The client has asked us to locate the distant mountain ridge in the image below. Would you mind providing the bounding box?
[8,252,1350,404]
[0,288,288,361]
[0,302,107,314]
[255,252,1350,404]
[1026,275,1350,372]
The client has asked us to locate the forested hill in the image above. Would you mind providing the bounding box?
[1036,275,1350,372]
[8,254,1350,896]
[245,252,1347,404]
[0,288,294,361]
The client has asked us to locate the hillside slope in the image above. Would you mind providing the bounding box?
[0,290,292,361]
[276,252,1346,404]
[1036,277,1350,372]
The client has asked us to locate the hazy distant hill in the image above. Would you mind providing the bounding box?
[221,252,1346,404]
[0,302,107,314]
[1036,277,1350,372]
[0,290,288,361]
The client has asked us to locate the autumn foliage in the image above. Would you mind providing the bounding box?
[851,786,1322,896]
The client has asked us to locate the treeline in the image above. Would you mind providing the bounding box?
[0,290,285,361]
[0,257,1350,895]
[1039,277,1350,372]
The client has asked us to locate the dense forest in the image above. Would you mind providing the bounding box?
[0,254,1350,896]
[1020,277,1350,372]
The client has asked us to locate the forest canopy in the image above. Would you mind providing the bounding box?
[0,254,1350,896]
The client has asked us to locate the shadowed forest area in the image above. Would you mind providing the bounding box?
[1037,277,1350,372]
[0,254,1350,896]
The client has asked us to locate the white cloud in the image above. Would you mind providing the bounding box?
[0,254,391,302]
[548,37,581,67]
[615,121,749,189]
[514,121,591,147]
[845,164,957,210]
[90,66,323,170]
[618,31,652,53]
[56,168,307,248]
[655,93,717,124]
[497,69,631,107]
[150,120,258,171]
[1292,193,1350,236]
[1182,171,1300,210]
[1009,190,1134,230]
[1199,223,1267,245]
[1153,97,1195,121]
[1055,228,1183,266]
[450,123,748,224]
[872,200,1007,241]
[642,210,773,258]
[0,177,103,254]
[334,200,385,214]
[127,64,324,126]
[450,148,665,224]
==
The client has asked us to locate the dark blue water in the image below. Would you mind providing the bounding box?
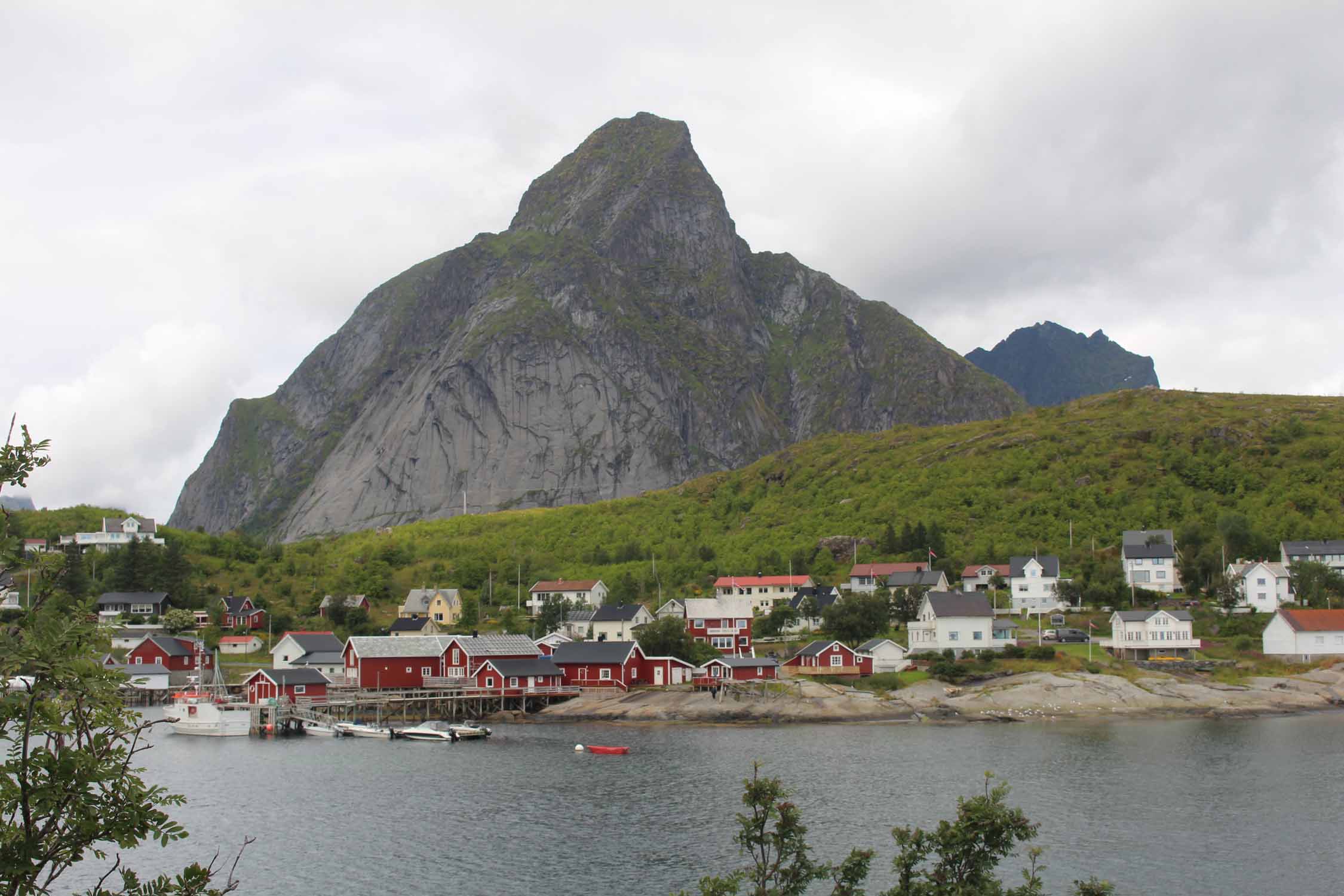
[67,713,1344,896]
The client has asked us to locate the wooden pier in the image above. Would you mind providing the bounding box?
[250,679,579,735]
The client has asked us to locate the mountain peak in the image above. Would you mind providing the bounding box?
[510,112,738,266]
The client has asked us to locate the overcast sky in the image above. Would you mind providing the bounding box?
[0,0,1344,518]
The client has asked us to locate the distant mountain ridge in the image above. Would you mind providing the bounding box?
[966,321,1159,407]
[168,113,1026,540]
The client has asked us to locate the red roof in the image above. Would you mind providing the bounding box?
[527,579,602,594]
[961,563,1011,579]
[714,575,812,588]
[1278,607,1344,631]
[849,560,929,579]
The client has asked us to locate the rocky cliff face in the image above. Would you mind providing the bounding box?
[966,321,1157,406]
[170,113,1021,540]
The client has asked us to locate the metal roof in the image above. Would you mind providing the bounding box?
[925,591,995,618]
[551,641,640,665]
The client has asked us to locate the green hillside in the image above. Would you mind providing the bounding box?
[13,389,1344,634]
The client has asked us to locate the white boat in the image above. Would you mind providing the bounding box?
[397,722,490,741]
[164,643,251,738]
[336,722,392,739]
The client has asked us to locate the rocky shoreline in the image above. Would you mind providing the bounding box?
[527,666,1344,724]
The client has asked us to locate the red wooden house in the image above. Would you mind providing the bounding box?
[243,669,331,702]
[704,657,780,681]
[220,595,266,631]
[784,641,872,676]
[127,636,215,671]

• [Task to complete]: Print the stretch of the listing from the line containing "The client has asked us to locate the metal" through the line containing "[527,666,1344,724]", keeping both of those lines and copying every line without change.

• [Right answer]:
The client has asked us to locate the metal roof in the image above. Would you mind providing the bounding box?
[925,591,995,618]
[551,641,640,665]
The client has asked us to locate the green hillside in the image above. Would you mind providing the bounding box?
[13,389,1344,634]
The client has asked us to locate the white boat in the image above. Would you mind providing the bounding box?
[397,722,490,741]
[164,643,251,738]
[336,722,392,739]
The client has asked us to locate the rocky shoreline in the image above. Would you mind providing the bounding box?
[527,666,1344,724]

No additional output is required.